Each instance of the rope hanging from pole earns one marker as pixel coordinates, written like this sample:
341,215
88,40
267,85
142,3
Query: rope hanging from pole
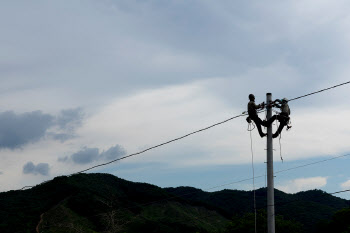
250,129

---

Which lines of the data above contain the string "rope", with case counting? Filter them out and copy each one in full.

Written solution:
Each instance of the rope hanging from pole earns one marker as pixel coordinates, written like this sample:
Query: rope hanging from pole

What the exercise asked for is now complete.